━━━━━ SELECTED EXCERPT

Iowa Surgeon's Innovations are Game Changer for Stroke Patients

By Leah Klevar
Learn how one University of Iowa physician is saving lives by sharing his groundbreaking expertise in stroke treatment and care with the world.
PHOTO: UI CEREBROVASCULAR & NEUROINTERVENTIONAL LAB UI surgeon Santiago Ortega-Gutiérrez, pictured at right, has treated more than 50 critically ill South American patients on his international service and training trips.

Diana Gradert's youngest daughter went for a run one day in 2010 and never came home. Leah Maurer was only 42 when she collapsed in the street from a brain aneurysm and died at the hospital. This devastating loss led her mother to connect with a renowned University of Iowa physician whose groundbreaking work is helping spare other families such pain.

Santiago Ortega-Gutiérrez, clinical associate professor of neurology, neurosurgery, and radiology, is a neurointerventional surgeon who operates without making incisions and is an expert at using minimally invasive treatments and imaging equipment to guide procedures. He's on a global mission to develop and perfect new techniques for treating life-threatening conditions of the central nervous system, including strokes and cerebral aneurysms.

━━━━━━━━━━

#### [STUDY QUESTIONS]
a - From the article about the Iowa stroke surgeon, extract everything from "PHOTO: UI CEREBROVASCULAR" down to "families such pain.", word for word.
b - List every person named in the article about the Iowa stroke surgeon.
c - Proceed with the article about the Iowa stroke surgeon, picking up right after its final sentence.

━━━━━ INFORMATION GIVEN

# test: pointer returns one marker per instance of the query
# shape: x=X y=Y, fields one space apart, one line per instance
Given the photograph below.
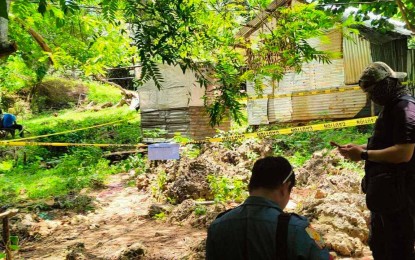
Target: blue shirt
x=248 y=232
x=8 y=120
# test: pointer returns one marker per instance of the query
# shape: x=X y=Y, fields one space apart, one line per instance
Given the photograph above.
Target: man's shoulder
x=404 y=102
x=299 y=221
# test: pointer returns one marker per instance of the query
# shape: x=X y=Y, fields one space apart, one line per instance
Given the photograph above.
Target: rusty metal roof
x=255 y=23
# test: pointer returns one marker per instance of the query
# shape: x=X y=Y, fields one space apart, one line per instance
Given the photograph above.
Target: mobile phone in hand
x=335 y=144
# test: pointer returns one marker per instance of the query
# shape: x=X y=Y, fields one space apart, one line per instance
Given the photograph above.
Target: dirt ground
x=118 y=225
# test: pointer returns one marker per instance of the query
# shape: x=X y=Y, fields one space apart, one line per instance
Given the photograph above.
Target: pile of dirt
x=56 y=94
x=167 y=216
x=335 y=204
x=327 y=192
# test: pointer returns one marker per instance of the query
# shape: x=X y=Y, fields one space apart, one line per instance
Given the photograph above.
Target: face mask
x=385 y=91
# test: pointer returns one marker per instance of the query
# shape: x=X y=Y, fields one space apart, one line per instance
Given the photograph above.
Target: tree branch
x=405 y=15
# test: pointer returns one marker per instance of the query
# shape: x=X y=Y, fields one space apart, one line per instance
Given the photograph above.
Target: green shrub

━━━━━━━━━━

#### [RESPONSES]
a -
PHOTO: UI CEREBROVASCULAR & NEUROINTERVENTIONAL LAB UI surgeon Santiago Ortega-Gutiérrez, pictured at right, has treated more than 50 critically ill South American patients on his international service and training trips.

Diana Gradert's youngest daughter went for a run one day in 2010 and never came home. Leah Maurer was only 42 when she collapsed in the street from a brain aneurysm and died at the hospital. This devastating loss led her mother to connect with a renowned University of Iowa physician whose groundbreaking work is helping spare other families such pain.

b - Leah Klevar, Santiago Ortega-Gutiérrez, Diana Gradert, Leah Maurer

c -
Santiago Ortega-Gutiérrez PHOTO: UI HEALTH CARE Santiago Ortega-Gutiérrez

That's why Gradert, former CEO and current board chair of WTC Communications, her family-run telecommunications firm, chose to invest in Ortega-Gutiérrez's efforts through donations totaling $100,000. "I believe more attention should be spent on making the public aware of the signs of stroke—and this includes physicians in Iowa and around the world," says the Wilton, Iowa, native. "I believe in Dr. Ortega's vision, and I want to help him grow this program."

The Spanish surgeon—whose training in the United States included prestigious fellowships at Columbia University and Mount Sinai—joined the UI Department of Neurology in 2014 with the same goal. He saw an exciting opportunity to expand Iowa's neurointerventional radiology program, which was still in its infancy, and build upon the university's strong tradition of stroke research.

Not only has Ortega-Gutiérrez done so, introducing new treatments, research, and therapies, but he's also established a cerebrovascular and neurointerventional lab, a fellowship program for educating other physicians, and an international service and training program. "It's my duty, as a clinical scientist, to pass on as much knowledge as I can—and to share my personal experiences with new generations," says Ortega-Gutiérrez.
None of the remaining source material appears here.